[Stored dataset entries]
>> BEGIN

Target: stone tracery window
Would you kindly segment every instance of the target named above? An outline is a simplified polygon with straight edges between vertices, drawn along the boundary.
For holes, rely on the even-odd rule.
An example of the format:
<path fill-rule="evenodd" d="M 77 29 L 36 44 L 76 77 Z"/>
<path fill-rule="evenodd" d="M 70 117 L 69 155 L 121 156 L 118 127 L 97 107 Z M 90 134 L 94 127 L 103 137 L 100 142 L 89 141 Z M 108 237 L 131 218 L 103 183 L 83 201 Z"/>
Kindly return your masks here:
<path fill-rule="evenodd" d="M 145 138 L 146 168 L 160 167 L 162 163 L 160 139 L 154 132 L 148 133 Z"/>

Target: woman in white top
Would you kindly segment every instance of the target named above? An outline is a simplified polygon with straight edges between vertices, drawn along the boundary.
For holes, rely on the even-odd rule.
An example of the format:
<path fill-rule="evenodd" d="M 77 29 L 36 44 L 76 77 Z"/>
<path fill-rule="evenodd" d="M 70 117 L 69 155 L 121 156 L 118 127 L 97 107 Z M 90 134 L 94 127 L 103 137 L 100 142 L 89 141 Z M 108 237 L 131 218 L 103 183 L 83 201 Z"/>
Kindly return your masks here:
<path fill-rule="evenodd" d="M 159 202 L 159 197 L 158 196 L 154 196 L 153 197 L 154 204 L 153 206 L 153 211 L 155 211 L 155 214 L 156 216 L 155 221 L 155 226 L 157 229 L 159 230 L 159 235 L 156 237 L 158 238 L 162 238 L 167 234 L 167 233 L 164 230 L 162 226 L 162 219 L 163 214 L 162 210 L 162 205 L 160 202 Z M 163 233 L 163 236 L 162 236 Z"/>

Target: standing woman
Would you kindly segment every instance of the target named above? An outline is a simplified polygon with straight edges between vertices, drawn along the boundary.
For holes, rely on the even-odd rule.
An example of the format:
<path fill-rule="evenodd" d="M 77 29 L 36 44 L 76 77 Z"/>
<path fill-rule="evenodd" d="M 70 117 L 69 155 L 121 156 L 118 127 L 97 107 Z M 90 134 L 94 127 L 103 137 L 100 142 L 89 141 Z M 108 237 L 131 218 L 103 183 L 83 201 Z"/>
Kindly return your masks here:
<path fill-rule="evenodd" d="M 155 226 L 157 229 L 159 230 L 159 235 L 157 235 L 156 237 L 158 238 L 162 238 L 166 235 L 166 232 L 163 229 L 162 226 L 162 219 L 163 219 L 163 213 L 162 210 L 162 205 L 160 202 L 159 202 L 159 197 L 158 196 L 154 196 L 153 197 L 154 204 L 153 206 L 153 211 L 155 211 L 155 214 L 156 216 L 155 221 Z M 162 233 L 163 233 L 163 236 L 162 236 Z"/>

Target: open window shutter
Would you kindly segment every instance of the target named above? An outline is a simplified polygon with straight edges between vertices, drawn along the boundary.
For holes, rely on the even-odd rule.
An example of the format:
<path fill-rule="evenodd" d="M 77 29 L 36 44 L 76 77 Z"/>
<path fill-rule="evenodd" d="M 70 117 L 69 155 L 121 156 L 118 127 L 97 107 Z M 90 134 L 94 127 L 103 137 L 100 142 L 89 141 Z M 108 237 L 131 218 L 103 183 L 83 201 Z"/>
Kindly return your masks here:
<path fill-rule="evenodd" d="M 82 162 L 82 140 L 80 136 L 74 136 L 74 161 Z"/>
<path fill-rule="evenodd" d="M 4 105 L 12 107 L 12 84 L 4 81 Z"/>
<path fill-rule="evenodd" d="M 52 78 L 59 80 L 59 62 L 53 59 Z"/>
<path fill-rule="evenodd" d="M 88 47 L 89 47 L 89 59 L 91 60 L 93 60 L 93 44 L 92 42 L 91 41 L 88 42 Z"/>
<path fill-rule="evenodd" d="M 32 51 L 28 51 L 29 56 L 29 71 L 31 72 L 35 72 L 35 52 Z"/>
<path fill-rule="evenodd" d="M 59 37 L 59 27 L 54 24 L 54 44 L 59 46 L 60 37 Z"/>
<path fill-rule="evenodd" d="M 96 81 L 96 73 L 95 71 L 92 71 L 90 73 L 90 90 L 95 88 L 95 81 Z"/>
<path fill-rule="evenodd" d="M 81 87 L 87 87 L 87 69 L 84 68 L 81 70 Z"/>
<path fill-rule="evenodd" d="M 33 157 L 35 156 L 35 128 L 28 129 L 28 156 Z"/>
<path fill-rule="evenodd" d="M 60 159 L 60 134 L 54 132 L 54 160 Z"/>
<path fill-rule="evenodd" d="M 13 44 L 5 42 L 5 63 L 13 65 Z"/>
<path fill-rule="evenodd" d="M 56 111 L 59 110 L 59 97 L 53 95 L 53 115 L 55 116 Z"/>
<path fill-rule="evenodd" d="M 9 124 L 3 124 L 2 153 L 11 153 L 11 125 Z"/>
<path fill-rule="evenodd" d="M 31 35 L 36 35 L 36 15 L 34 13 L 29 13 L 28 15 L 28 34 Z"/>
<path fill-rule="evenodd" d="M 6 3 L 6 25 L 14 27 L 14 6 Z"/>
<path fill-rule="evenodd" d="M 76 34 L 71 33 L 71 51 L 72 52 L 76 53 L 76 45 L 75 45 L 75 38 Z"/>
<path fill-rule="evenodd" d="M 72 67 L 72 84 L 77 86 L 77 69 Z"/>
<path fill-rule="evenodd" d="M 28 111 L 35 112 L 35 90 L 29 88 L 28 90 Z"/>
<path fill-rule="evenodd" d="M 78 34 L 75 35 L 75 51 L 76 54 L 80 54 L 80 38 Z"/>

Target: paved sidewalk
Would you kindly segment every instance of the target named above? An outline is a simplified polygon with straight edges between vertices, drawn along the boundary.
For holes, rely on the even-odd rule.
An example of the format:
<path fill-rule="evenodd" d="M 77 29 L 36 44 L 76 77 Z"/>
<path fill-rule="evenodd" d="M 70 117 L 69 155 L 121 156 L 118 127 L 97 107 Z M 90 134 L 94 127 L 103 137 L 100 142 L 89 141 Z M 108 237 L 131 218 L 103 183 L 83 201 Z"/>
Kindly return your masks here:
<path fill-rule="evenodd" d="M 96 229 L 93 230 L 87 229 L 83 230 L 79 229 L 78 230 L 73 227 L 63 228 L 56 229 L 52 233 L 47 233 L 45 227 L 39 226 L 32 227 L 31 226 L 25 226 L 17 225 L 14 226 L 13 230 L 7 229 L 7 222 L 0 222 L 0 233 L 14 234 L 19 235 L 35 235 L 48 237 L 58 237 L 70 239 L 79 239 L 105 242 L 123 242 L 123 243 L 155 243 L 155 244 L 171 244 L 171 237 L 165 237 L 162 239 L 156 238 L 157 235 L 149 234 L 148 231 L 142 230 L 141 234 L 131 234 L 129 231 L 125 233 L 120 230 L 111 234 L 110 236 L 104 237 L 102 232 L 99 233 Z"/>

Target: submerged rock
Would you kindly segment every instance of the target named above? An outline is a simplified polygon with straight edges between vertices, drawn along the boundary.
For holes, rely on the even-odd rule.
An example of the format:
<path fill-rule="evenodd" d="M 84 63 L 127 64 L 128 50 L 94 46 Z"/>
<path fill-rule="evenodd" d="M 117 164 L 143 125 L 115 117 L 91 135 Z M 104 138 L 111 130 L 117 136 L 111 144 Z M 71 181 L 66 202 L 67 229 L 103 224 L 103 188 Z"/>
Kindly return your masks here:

>> END

▶ [OBJECTIVE]: Arrange all of the data above as a numbered list, one line per item, leaving out the blank lines.

▶ [WORKED ANSWER]:
1. Target: stone tracery window
2. Would you kindly segment every instance of the target named above? An outline is a simplified polygon with straight edges between vertices, drawn along the boundary.
3. For holes, rely on the even-odd rule.
4. An example of the format:
5. <path fill-rule="evenodd" d="M 77 29 L 36 44 L 76 77 Z"/>
6. <path fill-rule="evenodd" d="M 70 117 L 69 155 L 121 156 L 118 127 L 97 107 Z M 90 134 L 94 127 L 103 137 L 100 142 L 89 141 Z M 108 237 L 131 218 L 103 183 L 83 201 Z"/>
7. Kindly return your masks here:
8. <path fill-rule="evenodd" d="M 145 138 L 146 168 L 160 167 L 162 163 L 160 139 L 154 132 L 148 133 Z"/>
9. Target: woman in white top
10. Would you kindly segment every instance of the target named above? An outline is a simplified polygon with straight edges between vertices, drawn along the boundary.
11. For holes, rely on the even-odd rule.
12. An example of the format:
13. <path fill-rule="evenodd" d="M 77 29 L 36 44 L 76 77 Z"/>
14. <path fill-rule="evenodd" d="M 70 117 L 69 155 L 121 156 L 118 127 L 97 107 Z M 90 134 L 94 127 L 103 137 L 100 142 L 89 141 Z M 108 237 L 131 218 L 103 183 L 83 201 Z"/>
15. Kindly return your masks here:
16. <path fill-rule="evenodd" d="M 159 202 L 159 197 L 158 196 L 154 196 L 153 197 L 154 204 L 153 206 L 153 211 L 155 211 L 155 214 L 156 216 L 155 221 L 155 226 L 157 229 L 159 230 L 159 235 L 156 237 L 158 238 L 162 238 L 167 234 L 167 233 L 164 230 L 162 226 L 162 219 L 163 214 L 162 210 L 162 205 L 160 202 Z M 163 233 L 163 236 L 162 236 Z"/>
17. Target: standing woman
18. Would you kindly segment every instance of the target named above? An outline is a simplified polygon with straight edges between vertices, drawn along the boundary.
19. For holes, rely on the even-odd rule.
20. An example of the format:
21. <path fill-rule="evenodd" d="M 77 29 L 36 44 L 76 77 Z"/>
22. <path fill-rule="evenodd" d="M 70 117 L 69 155 L 121 156 L 118 127 L 97 107 Z M 90 134 L 94 127 L 103 137 L 100 142 L 89 141 Z M 108 237 L 131 218 L 103 183 L 83 201 Z"/>
23. Kindly return your masks here:
24. <path fill-rule="evenodd" d="M 155 226 L 157 229 L 159 230 L 159 235 L 157 235 L 156 237 L 158 238 L 162 238 L 166 235 L 166 232 L 163 229 L 162 226 L 162 219 L 163 219 L 163 213 L 162 210 L 162 205 L 160 202 L 159 202 L 159 197 L 158 196 L 154 196 L 153 197 L 154 204 L 153 206 L 153 211 L 155 211 L 155 214 L 156 216 L 155 221 Z M 162 233 L 163 233 L 163 236 L 162 236 Z"/>
25. Target: open window shutter
26. Would you kindly segment every instance of the target named above? An outline is a simplified polygon with straight edges between vertices, drawn along the boundary.
27. For holes, rely on the even-odd rule.
28. An example of the format:
29. <path fill-rule="evenodd" d="M 77 29 L 36 44 L 76 77 Z"/>
30. <path fill-rule="evenodd" d="M 70 117 L 69 155 L 121 156 L 118 127 L 97 107 Z M 90 134 L 94 127 L 103 137 L 100 142 L 89 141 Z M 108 237 L 131 218 L 103 183 L 83 201 Z"/>
31. Kindly return your masks here:
32. <path fill-rule="evenodd" d="M 82 162 L 82 140 L 80 136 L 74 136 L 74 161 Z"/>
33. <path fill-rule="evenodd" d="M 4 105 L 12 107 L 12 84 L 4 81 Z"/>
34. <path fill-rule="evenodd" d="M 52 78 L 59 80 L 59 62 L 53 59 Z"/>
35. <path fill-rule="evenodd" d="M 88 47 L 89 47 L 89 59 L 91 60 L 93 60 L 93 44 L 92 42 L 91 41 L 88 42 Z"/>
36. <path fill-rule="evenodd" d="M 32 51 L 28 51 L 29 56 L 29 71 L 31 72 L 35 72 L 35 52 Z"/>
37. <path fill-rule="evenodd" d="M 59 37 L 59 27 L 54 24 L 54 44 L 59 46 L 60 37 Z"/>
38. <path fill-rule="evenodd" d="M 96 81 L 96 73 L 95 71 L 92 71 L 90 73 L 90 90 L 95 88 L 95 81 Z"/>
39. <path fill-rule="evenodd" d="M 81 87 L 87 87 L 87 69 L 84 68 L 81 70 Z"/>
40. <path fill-rule="evenodd" d="M 33 157 L 35 156 L 35 128 L 28 129 L 28 156 Z"/>
41. <path fill-rule="evenodd" d="M 60 159 L 60 134 L 54 132 L 54 160 Z"/>
42. <path fill-rule="evenodd" d="M 13 44 L 5 42 L 5 63 L 13 65 Z"/>
43. <path fill-rule="evenodd" d="M 56 111 L 59 110 L 59 97 L 53 95 L 53 115 L 55 116 Z"/>
44. <path fill-rule="evenodd" d="M 9 124 L 3 124 L 2 153 L 11 153 L 11 125 Z"/>
45. <path fill-rule="evenodd" d="M 31 35 L 36 35 L 36 15 L 34 13 L 29 13 L 28 15 L 28 34 Z"/>
46. <path fill-rule="evenodd" d="M 6 3 L 6 25 L 14 27 L 14 6 Z"/>
47. <path fill-rule="evenodd" d="M 76 34 L 71 33 L 71 51 L 72 52 L 76 53 L 76 45 L 75 45 L 75 38 Z"/>
48. <path fill-rule="evenodd" d="M 72 67 L 72 84 L 77 86 L 77 69 Z"/>
49. <path fill-rule="evenodd" d="M 28 111 L 35 112 L 35 90 L 29 88 L 28 90 Z"/>
50. <path fill-rule="evenodd" d="M 78 34 L 75 35 L 75 51 L 76 54 L 80 54 L 80 38 Z"/>
51. Target: paved sidewalk
52. Would you kindly segment every instance of the target named above? An outline is a simplified polygon with straight edges between vertices, drawn along the boundary.
53. For holes, rely on the even-odd rule.
54. An example of the format:
55. <path fill-rule="evenodd" d="M 77 29 L 36 44 L 76 77 Z"/>
56. <path fill-rule="evenodd" d="M 70 117 L 69 155 L 121 156 L 118 127 L 97 107 Z M 90 134 L 94 127 L 103 137 L 100 142 L 89 141 Z M 108 237 L 131 218 L 103 183 L 83 201 Z"/>
57. Kindly return your masks here:
58. <path fill-rule="evenodd" d="M 96 229 L 93 230 L 87 229 L 83 230 L 79 229 L 78 230 L 73 227 L 63 228 L 56 229 L 52 233 L 47 233 L 45 227 L 39 226 L 32 227 L 31 226 L 25 226 L 17 225 L 14 226 L 13 230 L 7 229 L 7 222 L 0 222 L 0 233 L 14 234 L 19 235 L 35 235 L 48 237 L 58 237 L 70 239 L 79 239 L 105 242 L 123 242 L 123 243 L 155 243 L 155 244 L 171 244 L 171 237 L 165 237 L 162 239 L 156 238 L 157 235 L 149 234 L 148 231 L 142 230 L 141 234 L 131 234 L 129 231 L 125 233 L 120 230 L 111 234 L 110 236 L 104 237 L 102 232 L 99 233 Z"/>
59. Target: submerged rock
60. Would you kindly segment every instance of the target named above? An outline is a simplified polygon with straight edges between vertices, drawn along the boundary.
61. For holes, rely on the even-odd rule.
62. An example of the format:
63. <path fill-rule="evenodd" d="M 84 63 L 127 64 L 128 50 L 94 46 Z"/>
64. <path fill-rule="evenodd" d="M 117 164 L 143 125 L 115 117 L 91 135 Z M 104 138 L 111 130 L 117 136 L 111 144 Z M 71 181 L 66 202 L 67 229 L 103 224 L 103 188 Z"/>
65. Kindly return your masks here:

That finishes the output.